▶ _Fragmento del documento_
>>>
Ilustración: María Luisa Hodgson

El 9 de octubre de 1492, después de 33 días de navegación tras hacer escala en La Gomera, el Diario de a bordo de Cristóbal Colón, cuya escritura se atribuye a Bartolomé de las Casas, el cafre de la Leyenda Negra (esa es otra historia), recogió que toda la noche oyeron pasar pájaros. Lógico. Estaban a tres soles de tocar tierra en Guanahaní, bautizada por el almirante como San Salvador, actual Watling (Bahamas). Las aves, en ocasiones, dan la nota. Las pardelas, por ejemplo, ponen la piel de gallina cuando al oscurecer emiten su estridente guaña-guaña en cualquier playa recóndita de Anaga. Los vencejos también se sienten, si bien su voz no perturba. Son endémicos de la Macaronesia y todos los años, a principios de la canícula, revolotean en mi cielo más doméstico de los caminos Vergara, El Natero y Fiscal. Pero ya están aquí. Se han adelantado. Será que avistan calma en torno a las araucarias. Los animales de Dios recuperan espacio. Incluso con el descaro del gorrión que, recientemente, revoloteó en el comedor junto a la raíz del viento de Martín Chirino y las musas del Parnaso. Eso sí, hace tiempo que no percibo el ulular de la lechuza lindera. La echo de menos. Levantaba el vuelo (solemne) al sentirse observada. Vergonzosa, desconfiada. Los mirlos sí que entran hasta la cocina, un decir. Con desparpajo picotean los aguacates que caen del árbol. Sobre el mantillo, paraíso de chuchangas y milpiés, solo dejan la pipa y la cáscara en cuenco. Listos. En La Palma, a los milpiés, bichos negros alargados que se enroscan y huelen mal, los denominan falangistas, nombre que para Antonio Machado Carrillo, académico de la Lengua canaria, no guarda relación con la falange de las JONS, sino con las hileras de patas que se mueven en oleadas, al igual que las falanges de los antiguos griegos. En cambio, en El Hierro, apunta el doctor en Biología, hay quienes los llaman socialistas porque, le indicaron, “son muchos y no hacen nada”.

Incidentes que escapan a nuestro control. Vidas cruzadas. Conductas ejemplares o rastreras. Aconteceres imprevisibles que siempre afectan y la Ley de Murphy explica. El caso es que, por a o por b, estamos a las puertas de una recesión pavorosa. Durante este veinte veinte el Producto Interior Bruto se desplomará un 9,2 % y la tasa de paro se irá hasta el 19 %. Se veía venir. ¿O no? Pérez Galdós afirma en su novela Misericordia que “resulta una gran tontería echar al destino la culpa de lo que es obra exclusiva de los propios caracteres y temperamentos”. Lo vemos en doña Francisquita o en doña Paca (según), que lleva en su ser el desbarajuste propio de sus inventivas por descuidada, frívola y caprichosa. Y en estas, la clase media española y galdosiana (“base del orden social”), esa gente corriente de Judith Guest y Robert Redford, con sus virtudes, vicios y defectos, se apresta a sufrir y a llorar con desespero en los próximos meses, ajena todavía a la nueva normalidad de Pedro Sánchez y su jefe de gabinete, Iván Redondo, expresión eufemística, ya inventada, que oculta la cotidianeidad sangrante que se avecina, en absoluto normal. La destrucción de dos millones de empleos es anormal, mientras que la incorporación de hábitos insólitos con fecha de caducidad nos volverá gilipollas, acaso, ridículos. Entre tanto, la propaganda de la Factoría Moncloa pone la atención en una compleja desescalada en fases que castiga a la pequeña y mediana empresa y satisface el vano bienestar del mundo alelado de Huxley. Peluquerías, gimnasios, barras de bar y terapias psicológicas para afrontar el mal trago. Repitan el estribillo. Y dentro de unas primaveras, superada la pandemia del coronavirus, recordaremos, con un trinar, que una rosa marchita quiso robarnos la única normalidad posible.
<<<
Enumera las especies o clases concretas de aves que se nombran en el texto, sin contar los términos genéricos «pájaros» y «aves». Para resolver, basta con el texto; no hace falta ninguna otra fuente.

▶ _Los datos_
>>>
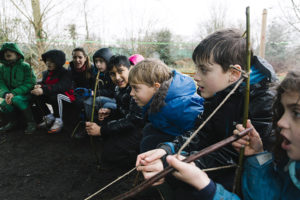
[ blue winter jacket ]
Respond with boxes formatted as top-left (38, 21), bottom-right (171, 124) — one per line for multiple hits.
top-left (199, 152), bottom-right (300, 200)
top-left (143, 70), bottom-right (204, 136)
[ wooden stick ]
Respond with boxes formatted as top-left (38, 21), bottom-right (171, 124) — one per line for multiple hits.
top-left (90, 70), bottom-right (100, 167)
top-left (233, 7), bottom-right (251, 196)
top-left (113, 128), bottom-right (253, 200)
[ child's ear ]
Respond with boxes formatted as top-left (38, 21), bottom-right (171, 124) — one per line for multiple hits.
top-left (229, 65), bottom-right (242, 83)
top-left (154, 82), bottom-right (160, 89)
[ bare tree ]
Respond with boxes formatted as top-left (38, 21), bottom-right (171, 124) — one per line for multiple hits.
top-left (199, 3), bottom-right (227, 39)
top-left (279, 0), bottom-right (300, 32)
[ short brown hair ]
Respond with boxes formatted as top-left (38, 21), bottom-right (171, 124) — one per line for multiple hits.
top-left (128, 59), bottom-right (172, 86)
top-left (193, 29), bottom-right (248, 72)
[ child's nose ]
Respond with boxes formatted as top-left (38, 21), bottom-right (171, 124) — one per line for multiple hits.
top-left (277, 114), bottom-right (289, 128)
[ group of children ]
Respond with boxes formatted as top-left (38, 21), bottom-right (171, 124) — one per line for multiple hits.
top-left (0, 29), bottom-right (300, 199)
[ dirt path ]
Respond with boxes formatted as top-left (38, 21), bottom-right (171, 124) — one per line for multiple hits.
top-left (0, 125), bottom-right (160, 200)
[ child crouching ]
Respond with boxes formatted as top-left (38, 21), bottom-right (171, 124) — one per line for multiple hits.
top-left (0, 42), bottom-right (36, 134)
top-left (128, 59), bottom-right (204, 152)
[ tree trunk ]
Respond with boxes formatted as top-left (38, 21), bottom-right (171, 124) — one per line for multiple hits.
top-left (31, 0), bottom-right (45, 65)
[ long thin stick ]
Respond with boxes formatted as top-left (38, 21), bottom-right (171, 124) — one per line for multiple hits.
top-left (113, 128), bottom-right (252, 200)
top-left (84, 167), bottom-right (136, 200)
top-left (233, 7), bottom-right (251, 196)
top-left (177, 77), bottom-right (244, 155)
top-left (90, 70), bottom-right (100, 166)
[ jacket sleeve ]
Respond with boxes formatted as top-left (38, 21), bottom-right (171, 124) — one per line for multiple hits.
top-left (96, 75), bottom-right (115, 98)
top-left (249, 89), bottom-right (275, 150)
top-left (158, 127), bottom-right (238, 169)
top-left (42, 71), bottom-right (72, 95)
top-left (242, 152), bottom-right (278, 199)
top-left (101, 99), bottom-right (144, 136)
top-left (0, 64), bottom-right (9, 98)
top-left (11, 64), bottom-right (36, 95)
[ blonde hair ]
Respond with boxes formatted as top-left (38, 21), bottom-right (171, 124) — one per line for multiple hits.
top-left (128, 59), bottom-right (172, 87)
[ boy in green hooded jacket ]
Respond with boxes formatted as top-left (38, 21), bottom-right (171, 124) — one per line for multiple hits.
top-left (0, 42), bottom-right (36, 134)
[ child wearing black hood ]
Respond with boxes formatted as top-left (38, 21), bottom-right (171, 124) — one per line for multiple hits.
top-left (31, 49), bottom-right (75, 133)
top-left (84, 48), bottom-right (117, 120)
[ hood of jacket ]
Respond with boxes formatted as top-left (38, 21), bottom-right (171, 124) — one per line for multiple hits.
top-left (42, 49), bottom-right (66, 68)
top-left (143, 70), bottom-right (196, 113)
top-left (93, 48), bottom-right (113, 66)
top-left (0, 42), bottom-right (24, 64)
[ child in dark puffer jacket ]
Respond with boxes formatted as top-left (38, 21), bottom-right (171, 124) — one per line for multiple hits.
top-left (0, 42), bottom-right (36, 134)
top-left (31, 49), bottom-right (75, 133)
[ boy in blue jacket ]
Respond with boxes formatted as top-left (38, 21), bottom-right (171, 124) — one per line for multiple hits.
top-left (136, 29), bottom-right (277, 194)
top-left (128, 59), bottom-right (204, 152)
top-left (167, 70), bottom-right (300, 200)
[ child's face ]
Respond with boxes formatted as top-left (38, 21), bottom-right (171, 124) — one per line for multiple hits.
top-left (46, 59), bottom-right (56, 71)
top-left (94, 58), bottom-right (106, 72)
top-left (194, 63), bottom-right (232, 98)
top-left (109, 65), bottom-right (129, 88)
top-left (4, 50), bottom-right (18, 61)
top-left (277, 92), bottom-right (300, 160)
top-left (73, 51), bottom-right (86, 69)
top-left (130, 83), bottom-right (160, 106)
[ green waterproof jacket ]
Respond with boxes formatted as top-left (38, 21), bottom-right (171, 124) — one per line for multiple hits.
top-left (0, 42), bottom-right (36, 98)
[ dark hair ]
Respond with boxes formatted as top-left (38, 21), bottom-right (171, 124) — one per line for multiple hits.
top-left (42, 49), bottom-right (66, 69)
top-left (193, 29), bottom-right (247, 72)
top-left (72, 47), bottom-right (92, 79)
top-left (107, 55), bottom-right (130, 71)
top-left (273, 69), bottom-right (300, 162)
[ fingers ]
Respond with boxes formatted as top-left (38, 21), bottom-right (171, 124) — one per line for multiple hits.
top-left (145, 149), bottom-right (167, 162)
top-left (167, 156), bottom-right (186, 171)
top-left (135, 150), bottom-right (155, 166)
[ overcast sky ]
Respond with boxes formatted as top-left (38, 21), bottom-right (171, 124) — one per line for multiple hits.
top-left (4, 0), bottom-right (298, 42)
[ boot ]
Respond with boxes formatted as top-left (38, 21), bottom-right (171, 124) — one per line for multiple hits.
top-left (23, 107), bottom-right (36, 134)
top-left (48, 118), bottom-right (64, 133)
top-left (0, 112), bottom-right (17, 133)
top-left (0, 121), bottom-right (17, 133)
<<<
>>>
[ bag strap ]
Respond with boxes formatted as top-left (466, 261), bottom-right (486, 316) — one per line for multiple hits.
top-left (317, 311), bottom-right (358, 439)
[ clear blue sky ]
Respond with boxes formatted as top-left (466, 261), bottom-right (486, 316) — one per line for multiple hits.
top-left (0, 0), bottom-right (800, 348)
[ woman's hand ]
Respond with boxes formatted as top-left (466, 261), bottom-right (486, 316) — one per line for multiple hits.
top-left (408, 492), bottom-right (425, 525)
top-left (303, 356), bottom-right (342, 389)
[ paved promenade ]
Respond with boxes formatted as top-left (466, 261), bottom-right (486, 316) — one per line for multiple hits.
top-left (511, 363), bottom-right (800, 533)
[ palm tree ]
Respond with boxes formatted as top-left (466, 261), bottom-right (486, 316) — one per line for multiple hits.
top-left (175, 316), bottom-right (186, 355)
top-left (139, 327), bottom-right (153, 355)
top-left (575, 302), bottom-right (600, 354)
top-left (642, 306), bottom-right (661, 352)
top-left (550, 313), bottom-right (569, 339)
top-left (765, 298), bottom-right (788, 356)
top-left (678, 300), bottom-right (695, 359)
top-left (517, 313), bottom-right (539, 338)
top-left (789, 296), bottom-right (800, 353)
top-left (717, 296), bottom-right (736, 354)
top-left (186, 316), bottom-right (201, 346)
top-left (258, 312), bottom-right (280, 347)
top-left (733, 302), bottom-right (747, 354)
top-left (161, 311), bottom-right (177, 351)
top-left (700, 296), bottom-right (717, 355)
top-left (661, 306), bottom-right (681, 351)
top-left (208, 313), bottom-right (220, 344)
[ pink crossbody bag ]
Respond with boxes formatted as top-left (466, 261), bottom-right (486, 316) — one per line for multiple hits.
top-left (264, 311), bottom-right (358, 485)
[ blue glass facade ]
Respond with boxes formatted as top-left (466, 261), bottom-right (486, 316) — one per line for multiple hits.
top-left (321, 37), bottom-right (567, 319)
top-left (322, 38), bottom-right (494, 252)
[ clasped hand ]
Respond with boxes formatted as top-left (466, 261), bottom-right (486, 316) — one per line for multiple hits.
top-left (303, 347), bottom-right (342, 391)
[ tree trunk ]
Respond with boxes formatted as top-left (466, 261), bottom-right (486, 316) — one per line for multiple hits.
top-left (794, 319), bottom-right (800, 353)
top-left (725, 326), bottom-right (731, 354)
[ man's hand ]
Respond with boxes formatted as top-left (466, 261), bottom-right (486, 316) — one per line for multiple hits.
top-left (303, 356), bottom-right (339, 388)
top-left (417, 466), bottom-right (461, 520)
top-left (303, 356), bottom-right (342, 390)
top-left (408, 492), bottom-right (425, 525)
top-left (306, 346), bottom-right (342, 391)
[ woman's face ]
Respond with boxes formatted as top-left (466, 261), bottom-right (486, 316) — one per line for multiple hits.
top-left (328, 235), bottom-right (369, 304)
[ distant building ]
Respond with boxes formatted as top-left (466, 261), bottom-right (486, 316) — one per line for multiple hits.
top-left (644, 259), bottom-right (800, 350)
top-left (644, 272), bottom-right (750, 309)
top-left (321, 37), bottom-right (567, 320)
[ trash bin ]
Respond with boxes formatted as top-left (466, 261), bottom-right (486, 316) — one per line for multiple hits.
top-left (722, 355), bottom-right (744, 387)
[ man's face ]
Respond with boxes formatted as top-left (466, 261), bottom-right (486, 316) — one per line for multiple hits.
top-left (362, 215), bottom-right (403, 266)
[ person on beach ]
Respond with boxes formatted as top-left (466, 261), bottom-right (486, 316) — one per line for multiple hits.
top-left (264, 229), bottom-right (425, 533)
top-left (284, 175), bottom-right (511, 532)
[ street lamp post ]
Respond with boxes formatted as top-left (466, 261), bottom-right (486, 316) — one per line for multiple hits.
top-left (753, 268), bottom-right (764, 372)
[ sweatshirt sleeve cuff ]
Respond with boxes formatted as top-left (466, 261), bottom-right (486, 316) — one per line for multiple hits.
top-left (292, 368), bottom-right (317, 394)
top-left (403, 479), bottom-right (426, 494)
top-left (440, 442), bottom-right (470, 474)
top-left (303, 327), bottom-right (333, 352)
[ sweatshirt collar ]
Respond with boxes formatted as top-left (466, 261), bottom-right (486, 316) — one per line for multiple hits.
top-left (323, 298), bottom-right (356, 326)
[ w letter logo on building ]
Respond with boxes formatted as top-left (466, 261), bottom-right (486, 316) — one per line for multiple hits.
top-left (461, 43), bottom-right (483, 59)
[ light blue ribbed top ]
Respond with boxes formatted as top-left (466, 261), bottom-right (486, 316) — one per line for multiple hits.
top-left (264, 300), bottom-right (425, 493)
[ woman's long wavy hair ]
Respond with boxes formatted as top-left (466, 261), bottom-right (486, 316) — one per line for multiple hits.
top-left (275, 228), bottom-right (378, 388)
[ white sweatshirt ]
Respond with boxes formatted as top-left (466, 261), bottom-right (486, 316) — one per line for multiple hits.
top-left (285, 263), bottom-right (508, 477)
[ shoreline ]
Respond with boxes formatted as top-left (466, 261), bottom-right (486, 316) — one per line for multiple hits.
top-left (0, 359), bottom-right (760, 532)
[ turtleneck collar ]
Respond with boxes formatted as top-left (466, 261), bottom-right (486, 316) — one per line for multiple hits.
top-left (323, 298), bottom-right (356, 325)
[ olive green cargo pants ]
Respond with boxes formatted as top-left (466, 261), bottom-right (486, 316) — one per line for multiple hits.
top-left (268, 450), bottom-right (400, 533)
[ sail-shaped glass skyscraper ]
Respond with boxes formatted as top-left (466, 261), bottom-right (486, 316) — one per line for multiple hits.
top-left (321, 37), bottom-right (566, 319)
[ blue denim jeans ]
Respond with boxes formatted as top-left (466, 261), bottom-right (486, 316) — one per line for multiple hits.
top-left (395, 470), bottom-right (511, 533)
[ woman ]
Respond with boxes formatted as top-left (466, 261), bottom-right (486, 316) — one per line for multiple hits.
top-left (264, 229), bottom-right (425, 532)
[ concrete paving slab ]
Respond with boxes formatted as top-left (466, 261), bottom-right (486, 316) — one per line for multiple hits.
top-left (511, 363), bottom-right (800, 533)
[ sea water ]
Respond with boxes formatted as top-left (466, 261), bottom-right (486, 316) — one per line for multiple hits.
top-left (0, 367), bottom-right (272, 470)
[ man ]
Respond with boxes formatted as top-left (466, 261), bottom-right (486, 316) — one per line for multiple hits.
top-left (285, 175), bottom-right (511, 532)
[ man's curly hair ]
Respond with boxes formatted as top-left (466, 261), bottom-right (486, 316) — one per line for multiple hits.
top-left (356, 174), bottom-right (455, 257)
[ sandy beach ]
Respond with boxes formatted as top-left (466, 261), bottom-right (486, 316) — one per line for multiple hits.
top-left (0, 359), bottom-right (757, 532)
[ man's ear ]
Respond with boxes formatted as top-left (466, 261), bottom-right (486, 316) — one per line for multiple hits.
<<<
▶ _Respuesta escrita_
pardelas, vencejos, gorrión, lechuza, mirlos